▸ TASK DIRECTIONS:
Repeat precisely the span of lines below that opens with the line containing "Query: grass field" and closes with the line containing "of the zipper", both included.

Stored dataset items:
*** Block opens ***
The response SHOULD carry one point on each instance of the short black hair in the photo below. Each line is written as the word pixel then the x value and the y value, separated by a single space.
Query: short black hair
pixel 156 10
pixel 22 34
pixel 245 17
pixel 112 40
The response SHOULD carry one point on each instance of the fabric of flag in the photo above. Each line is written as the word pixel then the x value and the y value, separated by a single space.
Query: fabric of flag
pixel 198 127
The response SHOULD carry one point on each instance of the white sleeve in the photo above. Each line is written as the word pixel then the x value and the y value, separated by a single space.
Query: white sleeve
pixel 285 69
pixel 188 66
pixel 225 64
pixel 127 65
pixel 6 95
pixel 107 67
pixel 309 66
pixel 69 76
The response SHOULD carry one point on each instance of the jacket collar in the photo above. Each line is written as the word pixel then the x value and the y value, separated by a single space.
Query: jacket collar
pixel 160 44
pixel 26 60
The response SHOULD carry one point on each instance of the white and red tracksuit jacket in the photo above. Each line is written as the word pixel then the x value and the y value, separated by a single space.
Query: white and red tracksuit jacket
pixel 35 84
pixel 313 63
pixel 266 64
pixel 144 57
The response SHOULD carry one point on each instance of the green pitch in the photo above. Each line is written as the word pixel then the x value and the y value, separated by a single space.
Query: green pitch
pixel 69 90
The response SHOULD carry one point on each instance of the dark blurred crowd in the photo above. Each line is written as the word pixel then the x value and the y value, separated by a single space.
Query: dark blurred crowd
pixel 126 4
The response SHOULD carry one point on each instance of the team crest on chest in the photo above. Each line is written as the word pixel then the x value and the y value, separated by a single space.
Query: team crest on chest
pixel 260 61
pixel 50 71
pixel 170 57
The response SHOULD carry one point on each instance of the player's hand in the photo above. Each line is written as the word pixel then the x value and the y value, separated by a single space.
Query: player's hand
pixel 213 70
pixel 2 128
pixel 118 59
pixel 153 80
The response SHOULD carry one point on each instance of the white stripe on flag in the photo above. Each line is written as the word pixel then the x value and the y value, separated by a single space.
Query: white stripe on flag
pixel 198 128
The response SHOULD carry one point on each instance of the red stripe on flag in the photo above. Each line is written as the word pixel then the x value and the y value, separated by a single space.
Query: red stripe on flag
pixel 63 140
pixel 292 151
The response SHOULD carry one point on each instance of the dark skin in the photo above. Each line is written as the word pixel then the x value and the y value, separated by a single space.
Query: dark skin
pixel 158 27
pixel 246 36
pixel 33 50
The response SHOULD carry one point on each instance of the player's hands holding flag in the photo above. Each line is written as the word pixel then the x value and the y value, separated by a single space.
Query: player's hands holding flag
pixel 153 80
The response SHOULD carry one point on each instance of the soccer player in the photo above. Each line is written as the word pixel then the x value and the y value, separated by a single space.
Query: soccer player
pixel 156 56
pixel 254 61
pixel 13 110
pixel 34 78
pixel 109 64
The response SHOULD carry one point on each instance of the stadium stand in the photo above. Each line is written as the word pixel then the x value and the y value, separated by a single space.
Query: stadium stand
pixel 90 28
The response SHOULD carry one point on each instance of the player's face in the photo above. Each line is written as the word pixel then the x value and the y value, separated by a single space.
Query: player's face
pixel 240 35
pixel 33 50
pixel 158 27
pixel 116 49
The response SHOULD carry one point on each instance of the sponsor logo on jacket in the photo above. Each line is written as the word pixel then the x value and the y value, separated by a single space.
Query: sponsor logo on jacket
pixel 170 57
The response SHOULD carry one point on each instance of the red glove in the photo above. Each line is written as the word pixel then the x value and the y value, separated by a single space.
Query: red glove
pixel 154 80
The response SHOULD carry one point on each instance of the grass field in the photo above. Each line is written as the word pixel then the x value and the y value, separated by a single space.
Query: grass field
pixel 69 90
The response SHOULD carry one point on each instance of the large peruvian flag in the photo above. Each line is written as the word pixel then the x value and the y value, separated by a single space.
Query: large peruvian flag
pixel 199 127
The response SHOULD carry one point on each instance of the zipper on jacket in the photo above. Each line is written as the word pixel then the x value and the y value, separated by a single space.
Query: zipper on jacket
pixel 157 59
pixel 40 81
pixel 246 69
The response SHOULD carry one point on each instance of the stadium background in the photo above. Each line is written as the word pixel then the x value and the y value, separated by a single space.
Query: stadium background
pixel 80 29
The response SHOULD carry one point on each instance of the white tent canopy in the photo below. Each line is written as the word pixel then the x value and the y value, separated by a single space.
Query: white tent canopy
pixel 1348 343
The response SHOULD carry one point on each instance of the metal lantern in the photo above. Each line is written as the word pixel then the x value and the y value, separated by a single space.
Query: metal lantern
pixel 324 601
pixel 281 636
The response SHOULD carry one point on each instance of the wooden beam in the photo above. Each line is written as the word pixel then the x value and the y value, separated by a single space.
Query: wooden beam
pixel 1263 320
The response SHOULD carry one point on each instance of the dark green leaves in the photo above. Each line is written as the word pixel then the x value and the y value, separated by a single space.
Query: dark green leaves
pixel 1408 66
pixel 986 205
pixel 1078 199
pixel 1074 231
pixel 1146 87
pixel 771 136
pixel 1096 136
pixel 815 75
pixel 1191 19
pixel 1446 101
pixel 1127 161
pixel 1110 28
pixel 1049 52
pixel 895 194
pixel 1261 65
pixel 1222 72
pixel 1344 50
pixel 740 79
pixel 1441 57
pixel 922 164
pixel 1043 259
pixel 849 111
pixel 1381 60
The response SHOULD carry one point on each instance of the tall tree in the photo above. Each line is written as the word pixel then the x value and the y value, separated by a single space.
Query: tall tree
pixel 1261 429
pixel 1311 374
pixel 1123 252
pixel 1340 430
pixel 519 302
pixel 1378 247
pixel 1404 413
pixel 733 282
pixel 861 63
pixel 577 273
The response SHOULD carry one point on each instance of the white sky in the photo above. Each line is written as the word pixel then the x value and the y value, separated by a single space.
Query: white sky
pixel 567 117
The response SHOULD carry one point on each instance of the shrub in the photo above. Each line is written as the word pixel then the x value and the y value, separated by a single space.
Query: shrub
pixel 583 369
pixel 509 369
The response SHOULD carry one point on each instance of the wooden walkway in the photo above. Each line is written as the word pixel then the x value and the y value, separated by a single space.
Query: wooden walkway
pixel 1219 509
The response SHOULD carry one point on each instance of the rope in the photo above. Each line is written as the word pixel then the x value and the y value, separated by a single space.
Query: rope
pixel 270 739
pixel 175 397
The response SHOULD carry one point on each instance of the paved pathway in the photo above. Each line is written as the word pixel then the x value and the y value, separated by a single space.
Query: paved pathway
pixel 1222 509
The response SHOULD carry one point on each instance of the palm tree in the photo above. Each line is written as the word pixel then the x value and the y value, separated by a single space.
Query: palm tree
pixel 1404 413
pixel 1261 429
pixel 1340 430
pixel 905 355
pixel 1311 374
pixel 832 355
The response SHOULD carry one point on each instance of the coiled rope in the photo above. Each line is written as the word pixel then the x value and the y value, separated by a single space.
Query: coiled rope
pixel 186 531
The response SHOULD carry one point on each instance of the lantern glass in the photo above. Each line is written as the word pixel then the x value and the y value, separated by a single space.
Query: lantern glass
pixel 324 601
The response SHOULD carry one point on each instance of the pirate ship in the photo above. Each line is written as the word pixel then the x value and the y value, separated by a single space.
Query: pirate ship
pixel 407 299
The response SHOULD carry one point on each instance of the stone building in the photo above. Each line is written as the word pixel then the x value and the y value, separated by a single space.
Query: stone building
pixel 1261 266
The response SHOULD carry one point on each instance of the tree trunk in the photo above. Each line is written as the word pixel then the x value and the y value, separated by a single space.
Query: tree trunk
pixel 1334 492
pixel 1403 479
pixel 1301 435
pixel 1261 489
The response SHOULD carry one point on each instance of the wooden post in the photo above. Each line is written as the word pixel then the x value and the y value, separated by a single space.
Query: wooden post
*** Block closes ***
▸ RESULT:
Query: grass field
pixel 69 90
The response SHOULD carry one point on each instance of the large peruvian flag in the photo above. Each line is written as the word pixel then the x value and the y value, separated by a single space.
Query: large peruvian flag
pixel 199 127
The response SHOULD carry one point on each instance of the zipper on jacket in the photo above. Each line is written as the word pixel then the x value and the y value, separated by a single space.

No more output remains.